It is still unclear why some smokers progress to COPD while others remain unaffected, though there is evidence that byproducts of lipoxygenation of arachidonic acid, leukotrienes and lipoxins are important for COPD pathogenesis [
70]. Recent studies have also implicated IL-8 as an important potential marker of COPD pathogenesis [
71,
72]. Interestingly, of all metabolites and cytokines studied, we observed the strongest association between arachidonic acid and IL-8 and changes in the smoker lung virome. Thus, monitoring specific phage groups or the whole viral community could be important for predicting trends in arachidonic acid and IL-8 and the progression of the smoker lung to COPD. Whether this is a direct interaction or not remains to be determined, but these observations provide a novel pathway of exploration for future studies.
There are several limitations to our study. Statistical power was low in our analyses due to a relatively small sample size. However, due to the invasiveness of the lower airway sampling and cost restraints of our multi-omic approach, particularly in regards to high-throughput next generation sequencing of the virome, we were limited to a cohort of 30 subjects. Nonetheless, our cohort size is in line with current gut virome studies, which do not require an invasive procedure for sample collection. In total, there are 20 gut virome studies with unique datasets [
40,
73‐
91]. Of these studies, the mean number of participants is 35 and the median 20. While smaller than recent lung bacteriome studies, this is the largest study to date to analyze the combined DNA virome, bacteriome and metabolome of BAL fluid. A larger cohort would allow for investigation of the potential role of other important covariates, such as gender, ethnicity, and age, on the lower airway virome. Our study was a cross-sectional analysis of the lower airway microenvironment in smokers and nonsmokers and does not allow for the analysis of trends over time nor the characterization of microbiome changes in relation to COPD progression. Indeed, the lower FEV
1/FVC ratio observed among smokers may be related to early inflammatory airway dysfunction present at a stage where smokers do not meet COPD criteria [
72,
92,
93]. Future longitudinal studies are greatly needed to evaluate whether changes in the lower airway virome have an impact on chronic inflammatory airway dysfunction among smokers. We were also limited by availability of historical specimens as we did not have access to matched oral rinse or pre-bronchoscopy saline control samples of sufficient quantity for shotgun sequencing, thereby precluding characterization of the supraglottic or saline virome. Finally, due to technical constraints, we assessed the acellular BAL DNA virome. Shotgun metagenomics sequences all nucleic acid in a sample, and despite the use of acellular BAL to reduce human genomic contamination, the virome sequence space made up only a tiny fraction of all sequences. Further, in low biomass samples, even small increases in host genomic material will quickly swamp low viral signal. Technical advances in BAL virome purification or enrichment, removal of contaminating host and bacterial nucleic acid, and deeper, more affordable sequencing technologies should be a focus moving forward, thereby allowing more detailed analysis of the lung virome.

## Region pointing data
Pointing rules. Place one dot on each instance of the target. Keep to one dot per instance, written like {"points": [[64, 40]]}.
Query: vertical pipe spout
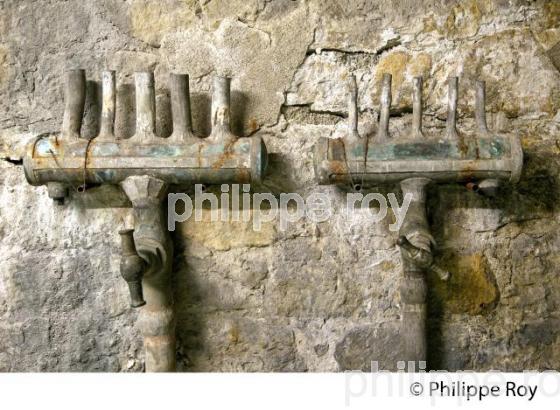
{"points": [[145, 107], [353, 110], [75, 97], [157, 319], [221, 113], [480, 107], [384, 111], [452, 98], [417, 107], [108, 106], [180, 108]]}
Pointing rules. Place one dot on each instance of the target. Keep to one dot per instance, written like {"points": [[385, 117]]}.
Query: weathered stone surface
{"points": [[311, 297]]}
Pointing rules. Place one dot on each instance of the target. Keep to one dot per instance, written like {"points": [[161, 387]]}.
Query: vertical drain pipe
{"points": [[416, 244]]}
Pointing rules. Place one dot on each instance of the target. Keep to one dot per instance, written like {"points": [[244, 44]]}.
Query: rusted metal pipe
{"points": [[180, 108], [452, 97], [132, 268], [353, 109], [108, 106], [221, 114], [157, 319], [384, 110], [145, 108], [480, 107], [417, 107], [75, 97]]}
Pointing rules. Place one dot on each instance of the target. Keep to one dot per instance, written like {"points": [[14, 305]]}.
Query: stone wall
{"points": [[314, 297]]}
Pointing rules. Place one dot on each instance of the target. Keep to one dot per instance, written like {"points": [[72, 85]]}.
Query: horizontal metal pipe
{"points": [[112, 162], [75, 97]]}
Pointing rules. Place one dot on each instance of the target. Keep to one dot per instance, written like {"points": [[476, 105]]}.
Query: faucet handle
{"points": [[422, 258], [132, 268]]}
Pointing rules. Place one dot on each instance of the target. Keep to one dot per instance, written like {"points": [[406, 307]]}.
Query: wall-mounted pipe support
{"points": [[143, 166]]}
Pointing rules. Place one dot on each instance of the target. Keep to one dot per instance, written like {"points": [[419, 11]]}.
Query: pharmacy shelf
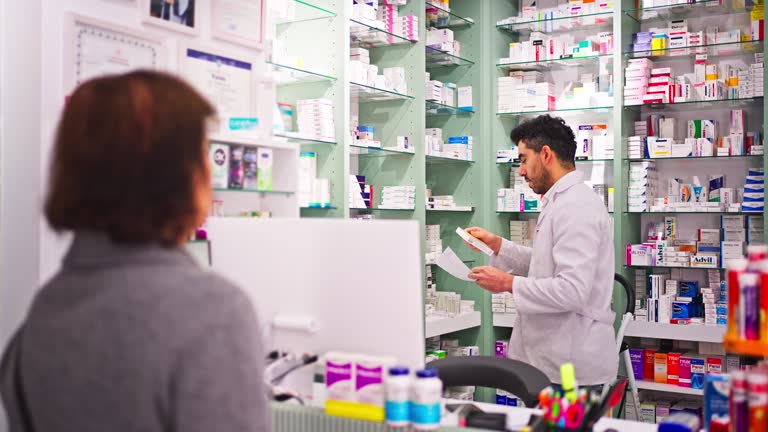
{"points": [[672, 268], [429, 210], [566, 111], [307, 11], [696, 333], [295, 138], [668, 388], [756, 102], [366, 93], [504, 320], [462, 260], [698, 159], [699, 9], [365, 209], [454, 20], [363, 151], [560, 25], [436, 326], [289, 75], [750, 348], [437, 160], [438, 109], [250, 141], [554, 63], [437, 58], [255, 191], [720, 50], [717, 213], [368, 36], [577, 161]]}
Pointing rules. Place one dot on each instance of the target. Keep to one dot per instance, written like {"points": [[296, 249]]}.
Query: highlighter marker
{"points": [[739, 411], [749, 290], [757, 388], [568, 382], [763, 290], [735, 323]]}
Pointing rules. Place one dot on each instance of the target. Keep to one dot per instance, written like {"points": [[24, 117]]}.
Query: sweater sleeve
{"points": [[218, 381]]}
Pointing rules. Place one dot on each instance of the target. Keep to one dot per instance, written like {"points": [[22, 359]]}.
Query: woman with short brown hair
{"points": [[131, 334]]}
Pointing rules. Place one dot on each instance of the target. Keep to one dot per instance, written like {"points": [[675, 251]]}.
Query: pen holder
{"points": [[540, 424]]}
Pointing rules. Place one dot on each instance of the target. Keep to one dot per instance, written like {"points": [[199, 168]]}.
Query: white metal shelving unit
{"points": [[437, 326], [696, 333], [504, 320], [668, 388]]}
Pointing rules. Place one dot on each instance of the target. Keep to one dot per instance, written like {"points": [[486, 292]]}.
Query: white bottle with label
{"points": [[397, 401], [426, 397]]}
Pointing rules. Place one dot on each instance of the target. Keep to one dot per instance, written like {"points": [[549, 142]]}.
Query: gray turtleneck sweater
{"points": [[137, 338]]}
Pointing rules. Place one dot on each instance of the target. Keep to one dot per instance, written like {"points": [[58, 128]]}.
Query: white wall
{"points": [[32, 83]]}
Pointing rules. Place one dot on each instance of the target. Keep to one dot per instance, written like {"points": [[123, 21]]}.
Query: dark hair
{"points": [[550, 131], [129, 156]]}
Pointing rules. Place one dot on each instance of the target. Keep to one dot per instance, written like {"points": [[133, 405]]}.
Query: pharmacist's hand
{"points": [[492, 279], [492, 240]]}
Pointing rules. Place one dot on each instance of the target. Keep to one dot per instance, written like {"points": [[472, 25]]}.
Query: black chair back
{"points": [[516, 377]]}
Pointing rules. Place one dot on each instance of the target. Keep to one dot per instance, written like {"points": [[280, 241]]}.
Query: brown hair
{"points": [[129, 158]]}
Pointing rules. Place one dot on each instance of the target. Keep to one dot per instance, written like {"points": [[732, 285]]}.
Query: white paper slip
{"points": [[474, 241], [451, 263]]}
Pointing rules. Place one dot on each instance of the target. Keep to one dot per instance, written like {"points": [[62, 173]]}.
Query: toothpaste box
{"points": [[660, 368], [698, 370], [684, 372], [636, 356], [673, 368], [649, 364], [716, 391]]}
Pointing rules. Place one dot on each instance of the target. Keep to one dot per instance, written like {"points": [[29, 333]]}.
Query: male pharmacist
{"points": [[562, 286]]}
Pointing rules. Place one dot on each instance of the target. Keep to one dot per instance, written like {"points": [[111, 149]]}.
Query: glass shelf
{"points": [[363, 151], [719, 50], [429, 210], [462, 260], [701, 105], [367, 36], [306, 11], [605, 109], [289, 75], [454, 21], [717, 213], [432, 159], [381, 209], [560, 25], [554, 63], [372, 94], [437, 58], [438, 109], [578, 161], [718, 158], [675, 268], [698, 9], [270, 192], [303, 141]]}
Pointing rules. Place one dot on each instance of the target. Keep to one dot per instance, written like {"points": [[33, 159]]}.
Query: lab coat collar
{"points": [[566, 182]]}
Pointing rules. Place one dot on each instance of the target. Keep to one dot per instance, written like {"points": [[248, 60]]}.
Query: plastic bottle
{"points": [[397, 400], [757, 388], [426, 396]]}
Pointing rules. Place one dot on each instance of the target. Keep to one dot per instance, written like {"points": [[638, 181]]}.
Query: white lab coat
{"points": [[564, 285]]}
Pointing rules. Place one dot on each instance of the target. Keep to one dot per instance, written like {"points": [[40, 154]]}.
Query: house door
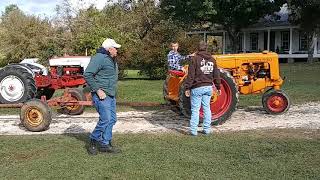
{"points": [[272, 41]]}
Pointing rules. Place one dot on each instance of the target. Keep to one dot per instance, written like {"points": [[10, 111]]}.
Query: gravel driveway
{"points": [[299, 116]]}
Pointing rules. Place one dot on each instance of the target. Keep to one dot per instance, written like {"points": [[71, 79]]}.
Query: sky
{"points": [[47, 7]]}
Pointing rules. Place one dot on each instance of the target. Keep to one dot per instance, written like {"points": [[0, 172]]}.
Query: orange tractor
{"points": [[248, 73]]}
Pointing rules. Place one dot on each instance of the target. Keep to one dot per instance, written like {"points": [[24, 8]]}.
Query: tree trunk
{"points": [[311, 48], [234, 40]]}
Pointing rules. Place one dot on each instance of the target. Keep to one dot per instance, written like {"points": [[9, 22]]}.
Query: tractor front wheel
{"points": [[16, 85], [275, 102], [35, 115]]}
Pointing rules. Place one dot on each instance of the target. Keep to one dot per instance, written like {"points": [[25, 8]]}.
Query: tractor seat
{"points": [[176, 73]]}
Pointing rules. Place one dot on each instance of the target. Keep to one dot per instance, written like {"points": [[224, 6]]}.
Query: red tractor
{"points": [[28, 79]]}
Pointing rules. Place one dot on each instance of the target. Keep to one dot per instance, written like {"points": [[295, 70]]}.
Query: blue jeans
{"points": [[107, 119], [201, 95]]}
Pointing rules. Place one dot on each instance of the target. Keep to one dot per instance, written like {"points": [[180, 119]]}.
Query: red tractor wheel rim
{"points": [[277, 103], [223, 103]]}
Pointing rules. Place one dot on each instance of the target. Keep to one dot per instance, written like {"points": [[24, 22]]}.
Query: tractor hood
{"points": [[82, 61]]}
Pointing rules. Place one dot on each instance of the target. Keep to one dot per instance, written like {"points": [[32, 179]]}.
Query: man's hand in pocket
{"points": [[101, 94]]}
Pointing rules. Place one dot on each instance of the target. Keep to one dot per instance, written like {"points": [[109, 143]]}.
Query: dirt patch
{"points": [[305, 116]]}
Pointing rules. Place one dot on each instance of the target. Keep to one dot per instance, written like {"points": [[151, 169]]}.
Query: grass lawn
{"points": [[277, 154], [302, 84]]}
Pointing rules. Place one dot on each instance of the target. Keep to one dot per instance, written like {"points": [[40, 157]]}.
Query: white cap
{"points": [[108, 43]]}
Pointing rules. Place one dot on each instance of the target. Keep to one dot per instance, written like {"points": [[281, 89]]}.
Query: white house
{"points": [[289, 41]]}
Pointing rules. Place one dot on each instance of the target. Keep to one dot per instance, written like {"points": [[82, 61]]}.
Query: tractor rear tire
{"points": [[17, 85], [77, 95], [35, 115], [48, 92], [227, 101], [275, 102]]}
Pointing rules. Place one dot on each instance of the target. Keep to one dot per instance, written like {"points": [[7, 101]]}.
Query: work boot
{"points": [[92, 148], [108, 148]]}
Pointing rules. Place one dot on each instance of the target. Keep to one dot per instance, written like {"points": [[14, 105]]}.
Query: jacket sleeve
{"points": [[89, 75], [191, 74], [216, 75]]}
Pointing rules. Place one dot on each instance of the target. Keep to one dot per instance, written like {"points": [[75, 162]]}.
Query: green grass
{"points": [[134, 74], [278, 154], [302, 84]]}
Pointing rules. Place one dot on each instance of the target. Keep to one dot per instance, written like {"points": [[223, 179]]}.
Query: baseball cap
{"points": [[108, 43]]}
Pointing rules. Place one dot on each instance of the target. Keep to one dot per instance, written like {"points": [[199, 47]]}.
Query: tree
{"points": [[231, 15], [10, 8], [306, 14], [24, 36]]}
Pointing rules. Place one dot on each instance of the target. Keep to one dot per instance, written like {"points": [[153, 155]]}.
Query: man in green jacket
{"points": [[102, 76]]}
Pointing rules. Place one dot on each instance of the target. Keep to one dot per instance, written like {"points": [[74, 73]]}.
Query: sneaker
{"points": [[206, 132], [109, 149], [92, 148], [193, 133]]}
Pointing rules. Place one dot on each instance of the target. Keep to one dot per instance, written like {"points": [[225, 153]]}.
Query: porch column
{"points": [[290, 46], [224, 43], [268, 40], [244, 42], [315, 41]]}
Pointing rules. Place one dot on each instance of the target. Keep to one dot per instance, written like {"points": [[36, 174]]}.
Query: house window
{"points": [[254, 41], [285, 40], [240, 41], [303, 41]]}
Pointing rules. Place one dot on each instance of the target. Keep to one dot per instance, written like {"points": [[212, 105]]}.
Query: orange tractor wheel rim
{"points": [[277, 103], [219, 105], [34, 116]]}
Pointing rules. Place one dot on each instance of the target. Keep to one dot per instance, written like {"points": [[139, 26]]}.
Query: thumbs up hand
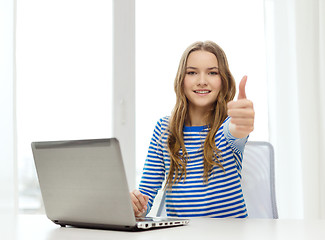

## EXERCISE
Reproduce the stretch of the passage on the smoker lung virome from "It is still" through "for future studies.", word for word.

## FINAL ANSWER
It is still unclear why some smokers progress to COPD while others remain unaffected, though there is evidence that byproducts of lipoxygenation of arachidonic acid, leukotrienes and lipoxins are important for COPD pathogenesis [
70]. Recent studies have also implicated IL-8 as an important potential marker of COPD pathogenesis [
71,
72]. Interestingly, of all metabolites and cytokines studied, we observed the strongest association between arachidonic acid and IL-8 and changes in the smoker lung virome. Thus, monitoring specific phage groups or the whole viral community could be important for predicting trends in arachidonic acid and IL-8 and the progression of the smoker lung to COPD. Whether this is a direct interaction or not remains to be determined, but these observations provide a novel pathway of exploration for future studies.